• [Task brief]: Present, as a Markdown table with the columns Row and Line, the rows starting with the line containing "Query: white wall" and going on through the end of the records, giving each row's number and its line and leaving out any blank lines.
++++++
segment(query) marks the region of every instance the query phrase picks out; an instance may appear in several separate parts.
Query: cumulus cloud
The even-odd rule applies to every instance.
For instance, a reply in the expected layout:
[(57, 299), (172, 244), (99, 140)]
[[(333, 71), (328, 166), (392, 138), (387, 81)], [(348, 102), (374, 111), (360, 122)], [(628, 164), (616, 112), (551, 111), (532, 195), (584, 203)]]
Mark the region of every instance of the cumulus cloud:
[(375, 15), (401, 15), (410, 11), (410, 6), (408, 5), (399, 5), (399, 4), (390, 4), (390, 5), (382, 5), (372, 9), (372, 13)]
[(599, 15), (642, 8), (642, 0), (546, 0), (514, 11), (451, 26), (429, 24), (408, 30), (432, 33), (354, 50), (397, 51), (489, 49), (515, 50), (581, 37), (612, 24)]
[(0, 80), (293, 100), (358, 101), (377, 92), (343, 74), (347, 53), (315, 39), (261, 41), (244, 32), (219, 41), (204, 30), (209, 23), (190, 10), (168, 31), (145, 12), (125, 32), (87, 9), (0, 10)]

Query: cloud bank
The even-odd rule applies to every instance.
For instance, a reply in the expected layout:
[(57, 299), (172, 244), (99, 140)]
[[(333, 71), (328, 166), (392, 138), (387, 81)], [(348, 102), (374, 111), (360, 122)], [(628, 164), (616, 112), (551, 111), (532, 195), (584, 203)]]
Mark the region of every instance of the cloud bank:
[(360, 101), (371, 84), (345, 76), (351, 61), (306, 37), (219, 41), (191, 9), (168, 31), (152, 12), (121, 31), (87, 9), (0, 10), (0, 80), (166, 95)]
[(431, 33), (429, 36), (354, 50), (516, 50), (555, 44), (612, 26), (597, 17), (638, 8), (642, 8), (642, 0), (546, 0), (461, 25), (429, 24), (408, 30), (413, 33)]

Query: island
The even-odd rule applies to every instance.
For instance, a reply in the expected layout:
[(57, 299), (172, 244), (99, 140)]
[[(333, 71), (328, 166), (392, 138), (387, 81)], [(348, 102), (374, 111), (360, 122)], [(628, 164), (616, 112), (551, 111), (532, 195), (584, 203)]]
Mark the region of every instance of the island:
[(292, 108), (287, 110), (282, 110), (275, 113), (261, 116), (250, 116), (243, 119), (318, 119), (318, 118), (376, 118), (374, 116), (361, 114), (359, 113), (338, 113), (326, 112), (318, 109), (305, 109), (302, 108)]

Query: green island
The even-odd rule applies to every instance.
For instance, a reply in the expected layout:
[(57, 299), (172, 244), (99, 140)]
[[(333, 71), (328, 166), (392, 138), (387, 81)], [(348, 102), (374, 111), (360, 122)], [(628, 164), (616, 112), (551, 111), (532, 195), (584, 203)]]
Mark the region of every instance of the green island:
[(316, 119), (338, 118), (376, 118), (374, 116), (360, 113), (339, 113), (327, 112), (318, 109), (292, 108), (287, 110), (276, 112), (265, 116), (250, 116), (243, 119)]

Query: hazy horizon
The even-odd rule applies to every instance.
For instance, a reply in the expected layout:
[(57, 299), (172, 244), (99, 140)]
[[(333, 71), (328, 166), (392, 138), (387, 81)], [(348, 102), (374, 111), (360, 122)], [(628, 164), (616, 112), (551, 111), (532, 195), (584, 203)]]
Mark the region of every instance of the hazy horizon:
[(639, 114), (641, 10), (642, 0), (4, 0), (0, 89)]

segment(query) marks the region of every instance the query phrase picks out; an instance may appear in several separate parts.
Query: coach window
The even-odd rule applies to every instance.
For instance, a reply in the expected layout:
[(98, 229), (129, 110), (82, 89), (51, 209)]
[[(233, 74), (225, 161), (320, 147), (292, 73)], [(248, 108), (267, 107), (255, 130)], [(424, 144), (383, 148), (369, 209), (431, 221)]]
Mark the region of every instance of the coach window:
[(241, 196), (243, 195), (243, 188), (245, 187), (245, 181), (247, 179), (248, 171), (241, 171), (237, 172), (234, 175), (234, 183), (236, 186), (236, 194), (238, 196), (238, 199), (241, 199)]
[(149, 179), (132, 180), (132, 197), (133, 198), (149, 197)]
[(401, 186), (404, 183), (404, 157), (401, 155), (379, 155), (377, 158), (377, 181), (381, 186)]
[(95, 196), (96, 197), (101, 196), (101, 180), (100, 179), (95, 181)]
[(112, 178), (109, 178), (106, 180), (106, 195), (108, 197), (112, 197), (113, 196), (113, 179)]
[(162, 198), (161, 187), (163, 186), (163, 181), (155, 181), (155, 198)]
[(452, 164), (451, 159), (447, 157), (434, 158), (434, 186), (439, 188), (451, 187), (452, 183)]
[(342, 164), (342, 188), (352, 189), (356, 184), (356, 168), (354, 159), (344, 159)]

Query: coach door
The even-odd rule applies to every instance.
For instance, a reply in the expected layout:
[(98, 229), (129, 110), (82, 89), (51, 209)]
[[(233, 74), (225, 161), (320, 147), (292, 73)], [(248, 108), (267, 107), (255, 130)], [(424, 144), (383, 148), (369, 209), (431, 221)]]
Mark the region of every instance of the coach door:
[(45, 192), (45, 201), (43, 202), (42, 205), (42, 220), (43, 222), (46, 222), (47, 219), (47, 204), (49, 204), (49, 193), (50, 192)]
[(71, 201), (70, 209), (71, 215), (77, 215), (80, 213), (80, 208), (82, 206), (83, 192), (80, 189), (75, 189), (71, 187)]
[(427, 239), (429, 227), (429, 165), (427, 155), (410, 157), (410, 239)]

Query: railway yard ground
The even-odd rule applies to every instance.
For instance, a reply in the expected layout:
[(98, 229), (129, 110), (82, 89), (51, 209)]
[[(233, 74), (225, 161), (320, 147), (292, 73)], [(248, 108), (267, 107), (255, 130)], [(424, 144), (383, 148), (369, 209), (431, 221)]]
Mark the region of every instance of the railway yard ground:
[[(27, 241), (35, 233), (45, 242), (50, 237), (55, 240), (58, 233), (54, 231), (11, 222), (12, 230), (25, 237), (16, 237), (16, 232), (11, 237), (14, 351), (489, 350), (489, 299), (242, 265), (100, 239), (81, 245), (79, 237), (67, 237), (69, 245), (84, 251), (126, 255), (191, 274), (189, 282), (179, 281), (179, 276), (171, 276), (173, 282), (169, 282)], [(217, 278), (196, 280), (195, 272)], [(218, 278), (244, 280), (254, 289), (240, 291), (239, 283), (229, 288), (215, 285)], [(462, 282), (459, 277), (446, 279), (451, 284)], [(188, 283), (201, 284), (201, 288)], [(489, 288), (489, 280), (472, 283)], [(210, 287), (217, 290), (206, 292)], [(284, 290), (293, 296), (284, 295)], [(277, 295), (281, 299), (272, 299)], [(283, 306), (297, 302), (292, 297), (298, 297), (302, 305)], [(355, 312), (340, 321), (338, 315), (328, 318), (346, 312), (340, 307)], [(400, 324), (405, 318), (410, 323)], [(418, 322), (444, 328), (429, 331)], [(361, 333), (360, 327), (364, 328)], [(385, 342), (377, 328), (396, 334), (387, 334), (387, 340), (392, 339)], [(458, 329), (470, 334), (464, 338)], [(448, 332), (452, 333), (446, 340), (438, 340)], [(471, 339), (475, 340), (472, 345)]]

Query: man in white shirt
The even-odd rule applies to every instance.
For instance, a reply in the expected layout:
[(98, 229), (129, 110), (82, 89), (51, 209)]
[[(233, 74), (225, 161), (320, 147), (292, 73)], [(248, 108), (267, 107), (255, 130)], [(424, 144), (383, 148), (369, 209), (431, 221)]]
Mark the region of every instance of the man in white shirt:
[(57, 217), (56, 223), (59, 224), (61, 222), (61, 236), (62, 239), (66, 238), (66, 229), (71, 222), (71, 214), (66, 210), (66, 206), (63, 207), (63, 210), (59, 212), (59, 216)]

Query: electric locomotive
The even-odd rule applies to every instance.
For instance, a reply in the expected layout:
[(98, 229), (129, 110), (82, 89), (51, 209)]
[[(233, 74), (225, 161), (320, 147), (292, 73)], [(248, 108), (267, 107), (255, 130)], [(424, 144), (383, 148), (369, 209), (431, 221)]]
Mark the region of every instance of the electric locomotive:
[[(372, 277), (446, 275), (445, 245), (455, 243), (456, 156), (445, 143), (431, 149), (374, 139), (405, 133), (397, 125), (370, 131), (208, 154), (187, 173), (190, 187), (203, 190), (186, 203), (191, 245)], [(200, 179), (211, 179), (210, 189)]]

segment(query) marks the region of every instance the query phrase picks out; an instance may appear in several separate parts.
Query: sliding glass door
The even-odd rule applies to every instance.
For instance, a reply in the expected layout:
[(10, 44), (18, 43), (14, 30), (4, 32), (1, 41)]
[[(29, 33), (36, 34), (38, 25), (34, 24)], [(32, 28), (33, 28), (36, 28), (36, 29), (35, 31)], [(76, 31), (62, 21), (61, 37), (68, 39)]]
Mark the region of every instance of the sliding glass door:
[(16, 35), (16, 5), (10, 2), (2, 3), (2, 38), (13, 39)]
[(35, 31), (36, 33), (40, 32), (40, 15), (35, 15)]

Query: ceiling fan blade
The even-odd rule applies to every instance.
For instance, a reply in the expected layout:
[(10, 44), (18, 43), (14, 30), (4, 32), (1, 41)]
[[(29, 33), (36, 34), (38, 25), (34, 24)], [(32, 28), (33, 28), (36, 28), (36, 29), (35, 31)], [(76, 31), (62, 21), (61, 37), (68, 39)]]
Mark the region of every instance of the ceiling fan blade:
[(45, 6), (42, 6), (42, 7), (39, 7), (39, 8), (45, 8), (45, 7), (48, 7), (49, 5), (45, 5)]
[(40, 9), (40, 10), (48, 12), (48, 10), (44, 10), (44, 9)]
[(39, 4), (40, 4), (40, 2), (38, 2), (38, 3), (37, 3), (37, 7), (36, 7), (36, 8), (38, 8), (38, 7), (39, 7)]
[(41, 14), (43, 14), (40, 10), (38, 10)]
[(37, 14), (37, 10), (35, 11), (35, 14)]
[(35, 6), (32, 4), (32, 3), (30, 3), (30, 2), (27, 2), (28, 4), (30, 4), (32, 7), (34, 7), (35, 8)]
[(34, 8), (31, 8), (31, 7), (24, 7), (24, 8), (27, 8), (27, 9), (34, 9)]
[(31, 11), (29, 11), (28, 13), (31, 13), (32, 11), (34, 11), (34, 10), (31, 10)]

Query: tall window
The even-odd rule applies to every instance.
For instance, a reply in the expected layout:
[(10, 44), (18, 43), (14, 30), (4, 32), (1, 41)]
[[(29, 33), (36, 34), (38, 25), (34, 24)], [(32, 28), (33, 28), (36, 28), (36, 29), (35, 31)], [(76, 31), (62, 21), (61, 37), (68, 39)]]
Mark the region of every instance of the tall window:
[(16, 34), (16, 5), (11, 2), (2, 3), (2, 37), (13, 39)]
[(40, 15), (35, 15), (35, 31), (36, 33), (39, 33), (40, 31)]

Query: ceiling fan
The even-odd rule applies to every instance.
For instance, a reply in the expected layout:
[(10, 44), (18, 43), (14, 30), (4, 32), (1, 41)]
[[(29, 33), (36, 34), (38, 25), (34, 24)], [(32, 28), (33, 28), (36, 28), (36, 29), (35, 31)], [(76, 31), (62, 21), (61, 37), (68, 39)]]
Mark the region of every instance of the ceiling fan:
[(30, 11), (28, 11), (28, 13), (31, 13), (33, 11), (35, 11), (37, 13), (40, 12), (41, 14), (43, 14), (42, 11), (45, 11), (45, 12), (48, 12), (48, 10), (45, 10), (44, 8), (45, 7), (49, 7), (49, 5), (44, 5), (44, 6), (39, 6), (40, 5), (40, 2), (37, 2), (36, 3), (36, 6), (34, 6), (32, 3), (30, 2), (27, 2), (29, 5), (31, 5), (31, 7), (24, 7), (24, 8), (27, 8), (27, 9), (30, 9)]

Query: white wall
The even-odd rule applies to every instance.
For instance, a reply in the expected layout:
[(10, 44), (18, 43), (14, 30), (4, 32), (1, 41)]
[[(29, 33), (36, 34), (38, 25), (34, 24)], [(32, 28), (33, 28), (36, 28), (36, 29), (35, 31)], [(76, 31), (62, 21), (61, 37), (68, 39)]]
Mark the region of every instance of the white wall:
++++++
• [Correct answer]:
| Row | Line |
|---|---|
| 1 | Query: white wall |
| 2 | The even-odd rule applies to every instance. |
| 3 | For instance, a reply in the expected layout: |
| 4 | [(10, 44), (18, 43), (14, 30), (4, 32), (1, 41)] |
| 5 | [[(29, 33), (36, 34), (38, 25), (34, 24)], [(32, 28), (33, 28), (36, 28), (36, 29), (35, 31)], [(76, 31), (62, 21), (61, 37), (68, 39)]] |
| 6 | Mark the region of every instance of the white wall: |